### STATED EXERCISE
Print out every record exactly as it appears.

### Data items
**********

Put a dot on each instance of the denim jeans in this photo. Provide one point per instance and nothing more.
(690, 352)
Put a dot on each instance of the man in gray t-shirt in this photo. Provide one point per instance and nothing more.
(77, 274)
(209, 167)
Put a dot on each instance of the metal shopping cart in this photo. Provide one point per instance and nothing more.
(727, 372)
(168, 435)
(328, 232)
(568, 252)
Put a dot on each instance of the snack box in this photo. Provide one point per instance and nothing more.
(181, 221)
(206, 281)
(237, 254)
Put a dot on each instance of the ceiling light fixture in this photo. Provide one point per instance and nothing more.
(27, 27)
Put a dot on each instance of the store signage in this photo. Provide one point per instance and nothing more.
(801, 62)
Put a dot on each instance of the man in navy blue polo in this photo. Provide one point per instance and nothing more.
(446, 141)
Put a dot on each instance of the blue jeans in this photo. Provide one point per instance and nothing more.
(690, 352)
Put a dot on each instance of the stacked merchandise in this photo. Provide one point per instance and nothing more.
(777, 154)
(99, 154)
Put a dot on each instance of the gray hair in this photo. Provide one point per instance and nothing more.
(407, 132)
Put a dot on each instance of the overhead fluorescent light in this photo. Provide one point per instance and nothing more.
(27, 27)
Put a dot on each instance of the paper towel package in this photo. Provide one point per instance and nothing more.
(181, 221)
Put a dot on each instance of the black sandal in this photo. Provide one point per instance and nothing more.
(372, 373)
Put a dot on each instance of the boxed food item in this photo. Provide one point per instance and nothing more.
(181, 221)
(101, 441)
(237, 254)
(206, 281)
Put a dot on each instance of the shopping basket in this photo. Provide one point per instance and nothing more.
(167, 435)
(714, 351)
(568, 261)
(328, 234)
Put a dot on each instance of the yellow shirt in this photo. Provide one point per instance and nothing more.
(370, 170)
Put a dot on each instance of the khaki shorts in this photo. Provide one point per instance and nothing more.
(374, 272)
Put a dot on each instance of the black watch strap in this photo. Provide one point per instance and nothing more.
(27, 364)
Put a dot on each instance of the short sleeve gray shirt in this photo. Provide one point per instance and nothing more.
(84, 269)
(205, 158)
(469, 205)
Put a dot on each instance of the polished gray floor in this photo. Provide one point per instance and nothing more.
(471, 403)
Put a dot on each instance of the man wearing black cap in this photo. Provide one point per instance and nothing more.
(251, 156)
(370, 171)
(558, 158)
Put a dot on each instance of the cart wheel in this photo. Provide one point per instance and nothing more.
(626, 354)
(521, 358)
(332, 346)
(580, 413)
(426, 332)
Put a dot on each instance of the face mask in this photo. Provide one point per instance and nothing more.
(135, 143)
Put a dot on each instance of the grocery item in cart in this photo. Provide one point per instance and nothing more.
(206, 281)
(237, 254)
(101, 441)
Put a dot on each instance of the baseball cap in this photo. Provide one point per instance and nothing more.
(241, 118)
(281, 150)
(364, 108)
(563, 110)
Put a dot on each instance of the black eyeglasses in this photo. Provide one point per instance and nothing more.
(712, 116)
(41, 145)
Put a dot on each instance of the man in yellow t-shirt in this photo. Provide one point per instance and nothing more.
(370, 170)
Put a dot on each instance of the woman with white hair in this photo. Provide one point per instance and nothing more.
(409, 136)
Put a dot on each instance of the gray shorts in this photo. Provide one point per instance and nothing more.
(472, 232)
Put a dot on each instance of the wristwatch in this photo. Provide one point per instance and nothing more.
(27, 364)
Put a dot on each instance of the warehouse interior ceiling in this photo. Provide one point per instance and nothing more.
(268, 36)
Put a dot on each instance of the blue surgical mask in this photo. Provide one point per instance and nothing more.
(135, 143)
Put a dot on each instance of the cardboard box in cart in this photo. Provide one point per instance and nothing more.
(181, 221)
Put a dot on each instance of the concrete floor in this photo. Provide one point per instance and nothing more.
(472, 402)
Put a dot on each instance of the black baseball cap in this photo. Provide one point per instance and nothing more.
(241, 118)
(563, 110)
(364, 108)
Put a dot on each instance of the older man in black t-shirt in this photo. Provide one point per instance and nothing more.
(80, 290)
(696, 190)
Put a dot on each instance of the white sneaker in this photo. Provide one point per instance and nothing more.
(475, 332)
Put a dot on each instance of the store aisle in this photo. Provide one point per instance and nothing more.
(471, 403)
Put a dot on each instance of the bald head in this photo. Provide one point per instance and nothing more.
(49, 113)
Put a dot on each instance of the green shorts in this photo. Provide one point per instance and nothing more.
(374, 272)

**********

### RESULT FOR THIS TASK
Put a dot on each instance of the denim jeans in this photo. Provide one point per instance and nothing more.
(690, 352)
Put a dot on each instance of the man in gray t-shirt in this photo. Provide one point per instance and nothing more.
(77, 274)
(209, 167)
Put a dot on each instance of the metal shopping cart in this photo. Provide one point per instance and nothing more.
(727, 372)
(168, 435)
(328, 232)
(568, 252)
Put a dot on each instance of the snack box in this photo. Provide one point per instance and nothing more.
(181, 221)
(206, 281)
(237, 254)
Put a dot on each instance of the ceiling light fixture in this photo. Provide one point per instance and nothing more.
(27, 27)
Put a dot on each instance of the store signage in this photo. Provide one point per instance and nothing more.
(801, 62)
Put a dot on each instance of the man in navy blue polo in this photo. Provide one point per instance and nothing more.
(446, 141)
Put a dot on each instance of the blue jeans in this photo. Provide one point per instance and nothing more.
(690, 352)
Put a dot on each instance of the stacked merchandise in this photo. Provide one point per instance and nothing more.
(777, 154)
(99, 154)
Put a dot on each instance of the gray hair in this photo. Provide one point per instance and nothing more.
(407, 132)
Put a dot on each instance of the overhead fluorescent light in this photo. Provide one point per instance and nothing more.
(27, 27)
Put a dot on each instance of the paper towel package in this photo. Provide one point per instance and nothing more.
(181, 221)
Put a dot on each instance of the black sandal in this photo. Provide one point per instance and nothing more.
(372, 373)
Put a dot on each instance of the boxed food item in this photo. Provide one point per instance and nothing more.
(181, 221)
(101, 441)
(237, 254)
(206, 281)
Put a dot on each instance of the shopping basket in this photo. Provide one point per instance and nothing more.
(167, 435)
(714, 351)
(568, 261)
(328, 234)
Put a dot on each instance of the yellow shirt in this photo. Provide one point per instance and nothing more.
(370, 170)
Put a dot on each instance of the khaki shorts in this photo. Provide one point per instance and nothing more.
(374, 272)
Put a dot on each instance of the black watch strap in this photo. Provide one point per instance and nothing more.
(27, 364)
Put a dot on each instance of the short sleeve gray shirt in this photo. Provide one point per instance and nothing more.
(84, 269)
(205, 158)
(469, 205)
Put a dot on each instance of the polished gray floor in this photo. Provide one point per instance and nothing more.
(471, 403)
Put a dot on each instance of the man wearing black cap in this photo. Provide one point per instance and nothing more.
(251, 156)
(370, 171)
(558, 158)
Put a dot on each instance of the cart wheel in this photo. Provide one point per instance and nothing more.
(626, 354)
(521, 358)
(332, 346)
(580, 413)
(426, 332)
Put a dot on each instance of the face mask in this photo. Provide one point per instance and nothing more.
(135, 143)
Put a dot on each instance of the grocery item in cart in this photo. Provide one point per instance and nothing more.
(206, 281)
(237, 254)
(101, 441)
Put a dot on each instance of the baseball cap in this photo. Provide one point per instance and nothing more.
(241, 118)
(281, 150)
(364, 108)
(563, 110)
Put a dot on each instance of the black eyeglasses in this photo. Provide one point per instance and nothing more.
(712, 116)
(41, 145)
Put a dot on each instance of the man in yellow t-shirt in this photo. Provide one point per instance and nothing more.
(370, 170)
Put a dot on each instance of the woman with white hair in this photo. Provide one point per instance and nothing more.
(409, 136)
Put a dot on each instance of the gray shorts in this photo. Provide one point per instance and nothing more.
(472, 232)
Put a dot on each instance of the wristwatch in this photo. Provide one point per instance and nothing more.
(27, 364)
Put a dot on each instance of the warehouse interior ceiling in this photo. Provide one point per instance and nothing more.
(268, 36)
Put a dot on each instance of the blue surgical mask in this photo. Provide one point per instance and nothing more.
(135, 143)
Put a dot on each instance of the cardboard box in cart in this photo. Provide one point per instance and nothing more.
(181, 221)
Put a dot on each instance of the concrete floor in this photo. Provide one point per instance and nothing more.
(472, 402)
Put a dot on each instance of the black baseball cap in this photo. Provide one point per instance and nothing more.
(241, 118)
(563, 110)
(364, 108)
Put a dot on each instance of the older man in black t-shirt in this photo. Provide one point per instance and nothing more.
(80, 290)
(696, 190)
Put a dot on each instance of the white sneaker in this photo. Provide one point per instance and nothing more.
(475, 332)
Put a dot on each instance of the store aisle in this photo. Provide one point per instance and nothing more.
(471, 403)
Put a dot on each instance of the bald head in this photo. Provide one point per instance and nothing more.
(49, 113)
Put a dot on each instance of the green shorts in this photo. Provide one point per instance and nothing more.
(374, 272)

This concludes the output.